VORLIEGENDER TEXT:
•••••

Ob du am Ende zu sprechen beginnst, liegt an dir selbst. Die Möglichkeit jedenfalls besteht – zu sagen, was es zu sagen gilt, falls es etwas zu sagen gilt. Man betritt die Installation als Fremder und steht einem Unbekannten gegenüber, sich selbst nämlich, allein in einem völlig nackten, unbeschriebenen Raum, der gewissermaßen nur aus der Erwartung besteht, die man ihm entgegen bringt. Er ist die räumliche Konfiguration des Zwangs sich in jedem Augenblick zu entwerfen, zu sein wer und was auch immer man will und ob man will oder nicht.

•••••

EXTRAHIERTE INFORMATIONEN:
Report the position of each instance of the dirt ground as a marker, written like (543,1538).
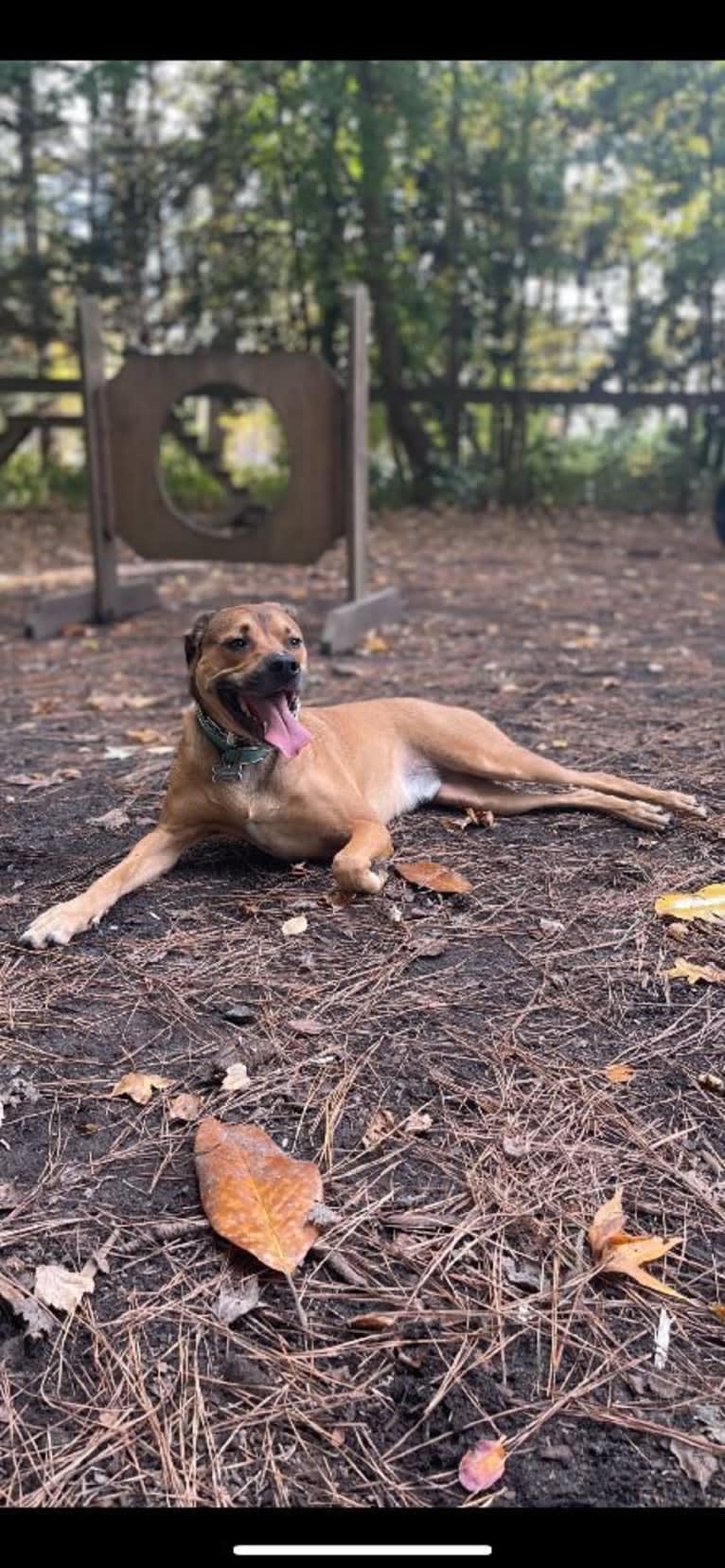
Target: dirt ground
(452,1295)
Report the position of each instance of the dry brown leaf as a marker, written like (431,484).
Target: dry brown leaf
(706,903)
(416,1121)
(235,1076)
(617,1252)
(138,1087)
(483,1467)
(62,1288)
(428,874)
(375,1321)
(254,1194)
(306,1025)
(696,1463)
(713,1082)
(619,1073)
(378,1128)
(373,643)
(146,738)
(26,1307)
(683,970)
(184,1107)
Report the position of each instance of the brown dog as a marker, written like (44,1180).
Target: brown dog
(248,769)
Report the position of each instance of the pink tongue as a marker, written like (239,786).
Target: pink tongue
(280,726)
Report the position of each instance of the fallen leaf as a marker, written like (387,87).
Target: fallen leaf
(138,1087)
(62,1288)
(146,738)
(416,1121)
(254,1194)
(706,903)
(373,643)
(426,874)
(483,1465)
(237,1303)
(113,820)
(235,1076)
(713,1419)
(619,1073)
(683,970)
(711,1080)
(375,1321)
(378,1128)
(184,1107)
(617,1252)
(26,1307)
(696,1463)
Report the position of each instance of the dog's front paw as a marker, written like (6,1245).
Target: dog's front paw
(356,879)
(55,927)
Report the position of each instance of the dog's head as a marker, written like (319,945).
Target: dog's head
(246,669)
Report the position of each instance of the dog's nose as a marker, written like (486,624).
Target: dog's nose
(284,667)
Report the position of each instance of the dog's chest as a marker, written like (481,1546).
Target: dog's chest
(414,783)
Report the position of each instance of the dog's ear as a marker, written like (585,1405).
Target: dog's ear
(193,640)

•••••

AUFGABENSTELLUNG 1:
Fasse den Text über die Installation in zwei Sätzen zusammen.
AUFGABENSTELLUNG 2:
Ersetze im Text über die Installation „Fremder“ durch „Gast“ und gib den Abschnitt wieder, der mit „Ob du am Ende“ beginnt und bis „will oder nicht.“ reicht.
AUFGABENSTELLUNG 3:
Beantworte die folgenden Fragen zum Text über die Installation.
(a) Woran liegt es laut dem Text, ob man am Ende zu sprechen beginnt?
(b) Als wer betritt man die Installation?
(c) Woraus besteht der Raum gewissermaßen?

ENDERGEBNIS 1:
Der Text beschreibt eine Installation, die man als Fremder betritt, um dort allein in einem völlig nackten, unbeschriebenen Raum sich selbst gegenüberzustehen. Dieser Raum ist die räumliche Konfiguration des Zwangs, sich in jedem Augenblick zu entwerfen, und ob man am Ende zu sprechen beginnt, liegt an einem selbst.

ENDERGEBNIS 2:
Ob du am Ende zu sprechen beginnst, liegt an dir selbst. Die Möglichkeit jedenfalls besteht – zu sagen, was es zu sagen gilt, falls es etwas zu sagen gilt. Man betritt die Installation als Gast und steht einem Unbekannten gegenüber, sich selbst nämlich, allein in einem völlig nackten, unbeschriebenen Raum, der gewissermaßen nur aus der Erwartung besteht, die man ihm entgegen bringt. Er ist die räumliche Konfiguration des Zwangs sich in jedem Augenblick zu entwerfen, zu sein wer und was auch immer man will und ob man will oder nicht.

ENDERGEBNIS 3:
(a) Es liegt an einem selbst.
(b) Man betritt sie als Fremder.
(c) Er besteht gewissermaßen nur aus der Erwartung, die man ihm entgegenbringt.